BEGIN SOURCE EXTRACT

Monday, February 28, 2011
Focus: Latin for hearth; the dwelling place of Lares & Penates the Roman household gods who observed and protected and influenced all that happens with the boundaries of their location or function.
A friend once called me “the most focused person she’d ever known”, that I just dive in and dig in until I got it done. No matter what the “it” was. If it needed doing I’d do it. Need your garage or closet cleaned? Need your project managed skillfully on time and on budget? Need to manage up or out that nightmare employee? Call on me. No task too dirty for me. Queen of the multi-taskers. My brain was a constantly shuffling deck of cards and I could pull out the ace of any suit with my mind’s eye closed.
Then my focus narrowed into one prime objective; keeping Dad alive. Managing his day-to-day existence of daily living, of weekly doctor visits, hospitalizations, transfusions and infusions. I became expert in knowing his intimate medical details and could recite the litany of blood pressures, symptoms/aches/pains, calcium, magnesium, potassium, white blood cell counts and radiological findings from any given day, on queue. I’d stand by his bed in the ER and rattle off the details to round after round of interns, hospitalists, consultants, and specialists who’d come in. They all asked the same questions and never wrote down the answers for the next guy. No need to, the daughter’s got it all. Don’t bother pulling the medical records-I’ve got it all here in my head. Guaranteed accurate. The doctors would look at me agog and ask, “Did you go to medical school?” Nope. Just focused.
My prime objective has been changed and it’s almost like learning how to switch from driving a stick shift to an automatic transmission. I’m stuck at a stop sign staring at the floor, wondering what happened to the clutch. Now days I can’t seem to hone in on any thought or task longer than twenty minutes before I disconect myself and flit on to something else that distracts me. I was going to write my blog every day-wait a minute-I had that thought last December! What happened in the meantime, and what was I doing instead of writing? I find bits of my thoughts and intentions missing as if my brain has been given the once over by a military censor. Big fat black splotches inked over critical details to keep the enemy in the dark. Brain exhaustion. Processor overload.
All I can do is Keep Calm and Carry On.

END SOURCE EXTRACT

(YOUR OBJECTIVE) Reproduce verbatim the passage of the focus post from "My prime objective" up to and including "and Carry On.".

BEGIN RECORD EXTRACTS

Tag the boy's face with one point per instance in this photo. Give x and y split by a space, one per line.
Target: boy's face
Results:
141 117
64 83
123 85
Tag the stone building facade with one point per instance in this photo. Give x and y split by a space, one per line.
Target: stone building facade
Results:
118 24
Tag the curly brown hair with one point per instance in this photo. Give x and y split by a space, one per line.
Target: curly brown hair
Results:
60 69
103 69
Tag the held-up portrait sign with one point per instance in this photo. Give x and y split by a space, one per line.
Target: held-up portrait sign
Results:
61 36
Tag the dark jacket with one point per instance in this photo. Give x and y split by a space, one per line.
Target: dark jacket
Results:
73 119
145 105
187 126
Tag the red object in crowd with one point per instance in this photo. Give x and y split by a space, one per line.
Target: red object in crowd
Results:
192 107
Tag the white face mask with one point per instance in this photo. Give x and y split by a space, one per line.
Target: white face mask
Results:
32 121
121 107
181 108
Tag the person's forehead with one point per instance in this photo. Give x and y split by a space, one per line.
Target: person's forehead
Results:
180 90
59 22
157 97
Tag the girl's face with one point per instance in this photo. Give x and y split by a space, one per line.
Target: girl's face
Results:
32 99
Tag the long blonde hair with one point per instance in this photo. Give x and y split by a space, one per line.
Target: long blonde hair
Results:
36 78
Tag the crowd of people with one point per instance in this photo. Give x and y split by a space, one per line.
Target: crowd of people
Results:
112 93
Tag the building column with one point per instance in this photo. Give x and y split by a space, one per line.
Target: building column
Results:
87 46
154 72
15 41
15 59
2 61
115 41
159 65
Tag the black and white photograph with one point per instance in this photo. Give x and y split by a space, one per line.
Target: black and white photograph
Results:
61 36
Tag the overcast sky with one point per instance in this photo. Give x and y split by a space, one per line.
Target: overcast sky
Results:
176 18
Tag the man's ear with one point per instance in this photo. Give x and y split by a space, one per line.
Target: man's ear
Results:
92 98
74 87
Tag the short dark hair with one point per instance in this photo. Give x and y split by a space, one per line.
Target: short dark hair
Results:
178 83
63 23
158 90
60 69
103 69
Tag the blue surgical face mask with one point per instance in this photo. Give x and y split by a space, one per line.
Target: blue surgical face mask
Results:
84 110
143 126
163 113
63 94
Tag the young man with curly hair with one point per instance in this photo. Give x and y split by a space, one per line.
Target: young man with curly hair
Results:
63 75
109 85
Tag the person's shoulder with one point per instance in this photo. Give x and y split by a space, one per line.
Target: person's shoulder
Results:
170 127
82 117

END RECORD EXTRACTS

(ANSWER BOX)
My prime objective has been changed and it’s almost like learning how to switch from driving a stick shift to an automatic transmission. I’m stuck at a stop sign staring at the floor, wondering what happened to the clutch. Now days I can’t seem to hone in on any thought or task longer than twenty minutes before I disconect myself and flit on to something else that distracts me. I was going to write my blog every day-wait a minute-I had that thought last December! What happened in the meantime, and what was I doing instead of writing? I find bits of my thoughts and intentions missing as if my brain has been given the once over by a military censor. Big fat black splotches inked over critical details to keep the enemy in the dark. Brain exhaustion. Processor overload.
All I can do is Keep Calm and Carry On.